### Material:
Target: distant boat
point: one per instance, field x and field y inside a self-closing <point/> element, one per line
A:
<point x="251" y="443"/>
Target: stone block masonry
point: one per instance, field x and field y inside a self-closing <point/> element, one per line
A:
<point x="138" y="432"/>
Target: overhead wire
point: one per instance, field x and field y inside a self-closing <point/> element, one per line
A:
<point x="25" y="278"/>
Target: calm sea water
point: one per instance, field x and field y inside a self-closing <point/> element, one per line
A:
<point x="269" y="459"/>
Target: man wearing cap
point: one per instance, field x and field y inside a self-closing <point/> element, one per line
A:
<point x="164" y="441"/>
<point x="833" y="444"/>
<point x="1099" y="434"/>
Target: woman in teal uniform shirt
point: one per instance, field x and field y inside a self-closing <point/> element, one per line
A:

### Instruction:
Copy the listing above line for line, with no changes.

### Exercise output:
Target: distant boat
point: one per instance, field x and field y inside a self-closing <point/> element, one per line
A:
<point x="251" y="443"/>
Target: stone block masonry
point: one per instance, field x and field y inside a self-closing <point/> element, one per line
A:
<point x="138" y="432"/>
Target: overhead wire
point: one per instance, field x and field y inside a self-closing <point/> element, one per line
A:
<point x="25" y="278"/>
Target: calm sea water
point: one per instance, field x and field y inside a self-closing <point/> element, one per line
A:
<point x="269" y="459"/>
Target: man wearing cap
point: one per instance, field x and field y inside a self-closing <point/> element, one per line
A:
<point x="164" y="441"/>
<point x="833" y="444"/>
<point x="1099" y="434"/>
Target: woman in teal uniform shirt
point: one per instance, field x and field y inside a self-closing <point/> element, one per line
A:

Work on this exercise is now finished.